• **Problem**:
Please write out the listing below word for word, with nothing changed.

• **Material for this exercise**:
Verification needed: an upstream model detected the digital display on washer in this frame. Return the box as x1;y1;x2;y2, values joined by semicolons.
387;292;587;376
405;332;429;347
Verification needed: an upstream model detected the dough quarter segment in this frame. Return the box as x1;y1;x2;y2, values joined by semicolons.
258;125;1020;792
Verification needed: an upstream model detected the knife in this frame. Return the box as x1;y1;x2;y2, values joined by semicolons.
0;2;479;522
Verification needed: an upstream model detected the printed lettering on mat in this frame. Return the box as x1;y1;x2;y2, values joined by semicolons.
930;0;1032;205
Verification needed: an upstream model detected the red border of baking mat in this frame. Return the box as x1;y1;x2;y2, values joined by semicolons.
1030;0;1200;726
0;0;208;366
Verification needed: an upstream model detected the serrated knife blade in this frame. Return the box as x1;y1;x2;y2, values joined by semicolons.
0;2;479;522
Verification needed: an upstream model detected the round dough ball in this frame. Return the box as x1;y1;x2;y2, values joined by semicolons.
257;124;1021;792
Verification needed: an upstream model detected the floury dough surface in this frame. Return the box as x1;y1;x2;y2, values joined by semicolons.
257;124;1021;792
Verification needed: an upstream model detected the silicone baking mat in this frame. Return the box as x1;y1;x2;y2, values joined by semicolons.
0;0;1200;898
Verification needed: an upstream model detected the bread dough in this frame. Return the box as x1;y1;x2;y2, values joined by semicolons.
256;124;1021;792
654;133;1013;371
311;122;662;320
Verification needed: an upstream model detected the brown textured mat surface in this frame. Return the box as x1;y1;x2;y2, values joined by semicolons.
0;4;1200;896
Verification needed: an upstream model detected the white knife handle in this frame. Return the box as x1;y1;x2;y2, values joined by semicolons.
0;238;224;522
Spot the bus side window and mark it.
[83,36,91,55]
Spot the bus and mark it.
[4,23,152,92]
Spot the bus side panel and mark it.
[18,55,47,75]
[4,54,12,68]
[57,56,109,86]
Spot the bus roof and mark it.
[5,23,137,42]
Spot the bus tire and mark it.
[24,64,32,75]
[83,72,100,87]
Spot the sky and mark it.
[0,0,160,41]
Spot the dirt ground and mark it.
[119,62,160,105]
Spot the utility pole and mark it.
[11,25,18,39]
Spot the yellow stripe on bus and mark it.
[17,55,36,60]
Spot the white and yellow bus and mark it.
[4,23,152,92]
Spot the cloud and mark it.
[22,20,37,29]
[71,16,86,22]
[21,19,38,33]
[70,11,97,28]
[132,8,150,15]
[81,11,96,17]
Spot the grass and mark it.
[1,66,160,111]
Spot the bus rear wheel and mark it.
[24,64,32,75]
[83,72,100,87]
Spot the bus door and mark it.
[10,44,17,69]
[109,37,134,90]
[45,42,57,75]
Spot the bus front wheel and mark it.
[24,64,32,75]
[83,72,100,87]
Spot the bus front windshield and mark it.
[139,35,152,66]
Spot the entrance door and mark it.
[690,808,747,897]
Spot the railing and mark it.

• **Correct result**:
Verification needed: an upstream model detected the digital display on washer in this frame. Return the box as x1;y1;x2;y2, values joined by semicolons.
387;292;587;376
405;332;429;347
Verification needed: an upstream model detected the dough quarter segment in this frame. Return the box as x1;y1;x2;y2, values joined by semicolons.
258;125;1020;792
Verification needed: an upstream model detected the knife in this frame. Return the box as x1;y1;x2;y2, values joined by semicolons.
0;2;479;522
Verification needed: an upstream model detected the printed lettering on mat in this frame. Return the box as x1;y1;x2;y2, values joined by semicolons.
930;0;1032;205
Verification needed: an upstream model detected the red border of baking mat in this frame. Return the box as x1;y1;x2;y2, values joined by semicolons.
1030;0;1200;726
0;0;208;366
Verification needed: an upstream model detected the serrated knife blade in this frame. Return the box as x1;y1;x2;y2, values joined by semicolons.
0;2;479;522
Verification needed: an upstream model detected the round dough ball in this frame. Return the box as x1;y1;x2;y2, values joined by semicolons.
257;124;1021;792
Verification needed: an upstream model detected the floury dough surface in this frame. Return the box as x1;y1;x2;y2, values joined by semicolons.
257;124;1021;792
Verification needed: an upstream model detected the silicone baking mat in this frame. Return the box as x1;y1;x2;y2, values joined by semicolons.
0;0;1200;898
Verification needed: an upstream model detected the bread dough in this frame. Return the box as x1;y1;x2;y2, values joined by semicolons.
256;124;1021;792
654;133;1013;371
311;122;662;320
Verification needed: an upstream model detected the brown textured mat surface in this frame. Return the box as x1;y1;x2;y2, values joined by semicolons.
0;4;1200;896
Verification needed: an upstream model detected the white knife handle in this frame. Return the box as x1;y1;x2;y2, values joined by semicolons.
0;238;224;522
Spot the bus side window and mark it.
[83,36,91,55]
Spot the bus and mark it.
[4,23,152,92]
Spot the bus side panel and mark it.
[18,55,47,75]
[4,54,12,68]
[57,56,109,86]
Spot the bus roof and mark it.
[5,23,137,42]
Spot the bus tire and mark it.
[24,64,32,75]
[83,72,100,87]
Spot the sky and mark it.
[0,0,160,41]
Spot the dirt ground and mark it.
[119,62,160,105]
Spot the utility pole and mark it.
[11,25,18,39]
Spot the yellow stripe on bus and mark it.
[17,55,36,60]
Spot the white and yellow bus and mark it.
[4,23,152,92]
Spot the cloud and mark it.
[22,20,37,29]
[71,16,86,22]
[21,19,38,33]
[70,11,97,28]
[132,8,150,15]
[81,11,96,17]
Spot the grass and mark it.
[1,66,160,111]
Spot the bus rear wheel and mark it.
[24,64,32,75]
[83,72,100,87]
Spot the bus door and mark it.
[10,44,17,69]
[109,37,134,90]
[45,42,57,75]
Spot the bus front wheel and mark it.
[24,64,32,75]
[83,72,100,87]
Spot the bus front windshield and mark it.
[139,35,152,66]
Spot the entrance door and mark it.
[690,808,747,897]
Spot the railing and mark it.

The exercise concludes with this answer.